- [EXCERPTED PASSAGE]
%%

# Opinions needed on Co2 regulators/accessories



## flashbang009 (Aug 6, 2009)

Found the following kits online. I'm not looking for top of the line obviously but something that'll give me reliable results and no surprises.

Here's the two i found:

http://cgi.ebay.com/AQUATEK-CO2-Reg...184?pt=LH_DefaultDomain_0&hash=item4cf3580bd8

http://cgi.ebay.com/MA957-CO2-Regul...201?pt=LH_DefaultDomain_0&hash=item51960f2639

On ebay so quick responses would be appreciated!

Also, i will most likely be using these on a 20 oz. paintball tank so i'll be attaching an adapter to change the thread sizes (i'd prefer not to buy a paintball tank regulator in case i choose to upgrade the tank in the future)

Thanks.


----------



## Left C (Jun 14, 2005)

The Milwaukee regulator has a bad reputation concerning its needle valve. It will not hold its setting. It either needs to be replaced or you can run something like a Fabco NV-55 needle valve in-line between the bubble counter and the diffuser with a check valve between the diffuser and the needle valve..

The Aquatek may be similar in performanceand and need a similar needle valve modification. Also, it has no bubble counter, but a DIY bubble counter is easily made.



You should try getting a 5# or as large of a CO2 tank that you can afford. It is cheaper in the long run compared to paintball tanks. Here's some examples. One 5# tank = four 20 oz paintball tanks. One refill on a 5# tank is $7 to $12. And one refill on a 20 oz paintball tank is $4 to $6 **. Let's say that a 5# refill is $10 and a 20 oz refill is $5. This works out to paying $20 ($5 x 4 - 20oz tanks) for $10 worth of CO2 in a 5# tank. In the case, it is twice as expensive.

Let's say that you find a 20# tank on Craig's List at a steal. It takes 16 20 oz paintball tanks to equal 20#. You can get a $20 tank refilled for $8 to $16. Let's say that you pay $12 for a refill and you are still paying $5 for a paintball refill. In this example, you are paying $80 ($5 x 16 - 20oz tanks) for $12 worth of CO2 if you used a 20# tank. This is 6 2/3 times more expensive.

If you are swapping these tanks out when the pressure starts dropping, you may be paying even more for paintball CO2 vs larger CO2 tanks worth. 

** I got the 20 oz paintball refill prices from Googling the web. I don't know what the actual price is.


----------



## flashbang009 (Aug 6, 2009)

Thanks for the response. The onl reason I was thinking of using the paintball tank is bc its going to be used on a 20 long, and ill be going to college next year so space is very limited. A 5# tank around here costs me $20 to fill too so.. ill continue to weigh my options.

%%

- [Records of labeled boxes]
%%

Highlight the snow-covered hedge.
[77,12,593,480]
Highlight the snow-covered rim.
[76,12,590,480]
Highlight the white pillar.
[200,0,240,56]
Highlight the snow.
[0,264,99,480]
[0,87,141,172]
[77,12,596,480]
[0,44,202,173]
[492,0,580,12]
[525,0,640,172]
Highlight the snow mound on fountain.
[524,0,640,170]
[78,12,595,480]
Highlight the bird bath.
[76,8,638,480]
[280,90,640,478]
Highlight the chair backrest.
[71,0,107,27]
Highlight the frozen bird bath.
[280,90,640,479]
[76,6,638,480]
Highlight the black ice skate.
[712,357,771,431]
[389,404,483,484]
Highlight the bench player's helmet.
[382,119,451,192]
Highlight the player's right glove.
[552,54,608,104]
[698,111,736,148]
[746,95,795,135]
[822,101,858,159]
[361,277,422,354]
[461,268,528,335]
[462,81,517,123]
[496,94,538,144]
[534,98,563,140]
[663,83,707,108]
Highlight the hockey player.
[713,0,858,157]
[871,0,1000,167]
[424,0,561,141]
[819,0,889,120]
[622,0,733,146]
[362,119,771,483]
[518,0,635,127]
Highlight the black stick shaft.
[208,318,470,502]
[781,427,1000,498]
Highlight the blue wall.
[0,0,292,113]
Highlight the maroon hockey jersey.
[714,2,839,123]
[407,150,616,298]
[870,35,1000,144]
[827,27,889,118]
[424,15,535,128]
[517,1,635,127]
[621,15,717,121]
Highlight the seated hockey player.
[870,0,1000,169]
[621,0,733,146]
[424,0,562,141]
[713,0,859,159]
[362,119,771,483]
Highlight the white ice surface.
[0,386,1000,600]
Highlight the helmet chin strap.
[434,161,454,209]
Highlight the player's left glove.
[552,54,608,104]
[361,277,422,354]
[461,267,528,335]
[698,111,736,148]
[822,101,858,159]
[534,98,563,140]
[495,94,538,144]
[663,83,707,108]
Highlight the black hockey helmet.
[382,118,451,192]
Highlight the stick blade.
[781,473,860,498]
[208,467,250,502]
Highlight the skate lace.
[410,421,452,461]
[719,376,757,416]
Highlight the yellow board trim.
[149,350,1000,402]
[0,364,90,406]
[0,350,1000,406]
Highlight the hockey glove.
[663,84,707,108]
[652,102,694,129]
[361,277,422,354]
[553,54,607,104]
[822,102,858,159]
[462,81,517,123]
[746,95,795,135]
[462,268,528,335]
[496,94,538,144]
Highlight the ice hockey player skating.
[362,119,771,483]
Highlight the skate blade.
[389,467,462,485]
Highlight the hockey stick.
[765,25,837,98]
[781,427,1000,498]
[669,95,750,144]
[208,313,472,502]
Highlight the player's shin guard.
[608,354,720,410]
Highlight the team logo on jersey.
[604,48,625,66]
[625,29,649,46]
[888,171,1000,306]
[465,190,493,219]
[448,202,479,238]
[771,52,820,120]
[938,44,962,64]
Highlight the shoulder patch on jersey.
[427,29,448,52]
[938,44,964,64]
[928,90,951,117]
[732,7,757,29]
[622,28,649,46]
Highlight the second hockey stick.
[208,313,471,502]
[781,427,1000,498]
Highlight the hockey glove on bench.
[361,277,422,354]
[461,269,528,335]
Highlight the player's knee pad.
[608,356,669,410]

%%
%%

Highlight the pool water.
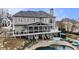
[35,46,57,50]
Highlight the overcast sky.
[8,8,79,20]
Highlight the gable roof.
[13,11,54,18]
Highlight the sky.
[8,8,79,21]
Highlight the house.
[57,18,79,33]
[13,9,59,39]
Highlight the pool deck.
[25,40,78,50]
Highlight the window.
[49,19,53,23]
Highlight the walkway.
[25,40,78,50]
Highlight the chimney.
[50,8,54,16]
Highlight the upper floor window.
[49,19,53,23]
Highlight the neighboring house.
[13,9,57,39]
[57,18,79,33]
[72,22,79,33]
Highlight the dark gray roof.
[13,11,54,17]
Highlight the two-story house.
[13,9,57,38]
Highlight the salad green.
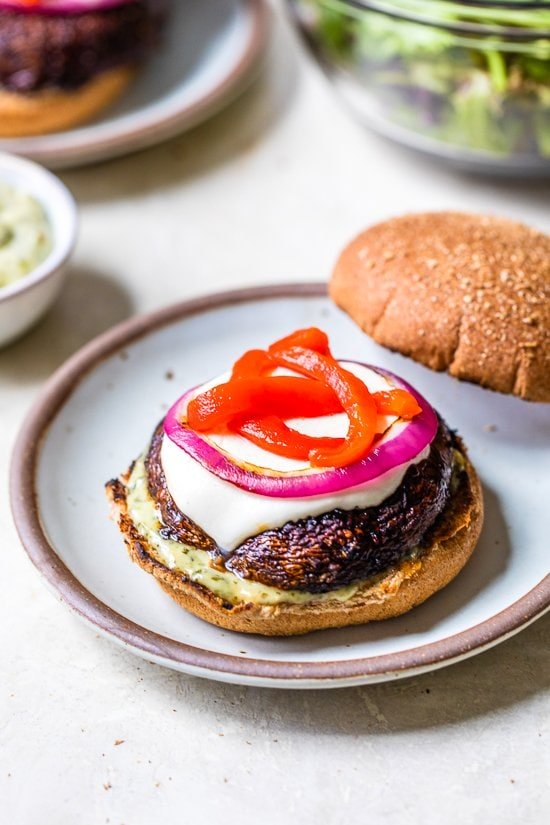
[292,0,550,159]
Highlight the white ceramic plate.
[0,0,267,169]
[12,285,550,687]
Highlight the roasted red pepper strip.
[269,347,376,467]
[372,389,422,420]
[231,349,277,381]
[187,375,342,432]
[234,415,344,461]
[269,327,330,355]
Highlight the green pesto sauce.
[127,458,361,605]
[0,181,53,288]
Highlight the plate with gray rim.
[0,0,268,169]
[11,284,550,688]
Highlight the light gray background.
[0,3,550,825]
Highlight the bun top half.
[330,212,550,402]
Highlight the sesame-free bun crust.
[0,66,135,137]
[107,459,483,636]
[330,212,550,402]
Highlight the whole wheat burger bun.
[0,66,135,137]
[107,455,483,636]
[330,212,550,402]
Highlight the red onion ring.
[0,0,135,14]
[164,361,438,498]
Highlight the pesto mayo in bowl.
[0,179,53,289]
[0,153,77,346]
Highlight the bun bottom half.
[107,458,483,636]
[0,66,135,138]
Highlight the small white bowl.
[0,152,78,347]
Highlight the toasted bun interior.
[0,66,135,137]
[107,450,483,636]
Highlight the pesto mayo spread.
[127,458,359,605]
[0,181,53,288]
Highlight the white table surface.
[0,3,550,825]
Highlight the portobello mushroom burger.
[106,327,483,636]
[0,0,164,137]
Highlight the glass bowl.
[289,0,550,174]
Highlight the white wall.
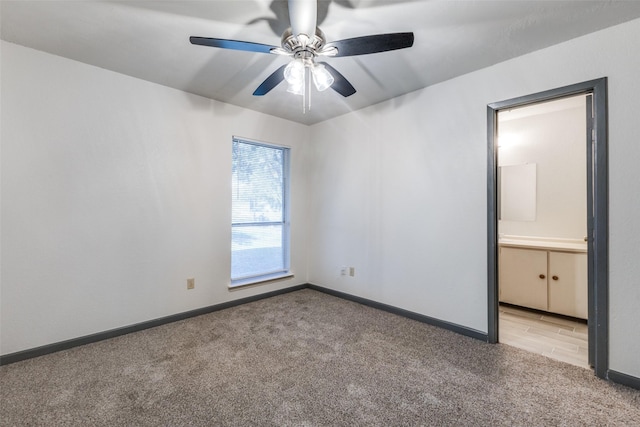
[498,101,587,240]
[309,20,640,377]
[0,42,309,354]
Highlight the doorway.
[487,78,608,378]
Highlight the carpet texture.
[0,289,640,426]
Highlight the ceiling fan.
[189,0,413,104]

%%

- [EXERCISES]
a) Summarize the forum thread on CO2 regulators in three sentences.
b) Gather every line of the records that contains the word "burger".

- [TASK SOLUTIONS]
a) A poster asks for opinions on two CO2 regulator kits listed on eBay and plans to use one on a 20 oz paintball tank with an adapter for the thread size. A reply warns that the Milwaukee regulator's needle valve will not hold its setting, notes that the Aquatek may need a similar needle valve fix and lacks a bubble counter, and argues that a 5# or larger tank is cheaper in the long run than paintball tanks. The original poster answers that space will be very limited at college next year and that filling a 5# tank costs $20 locally.

b)
Highlight the whole wheat burger bun.
Highlight the portobello mushroom burger.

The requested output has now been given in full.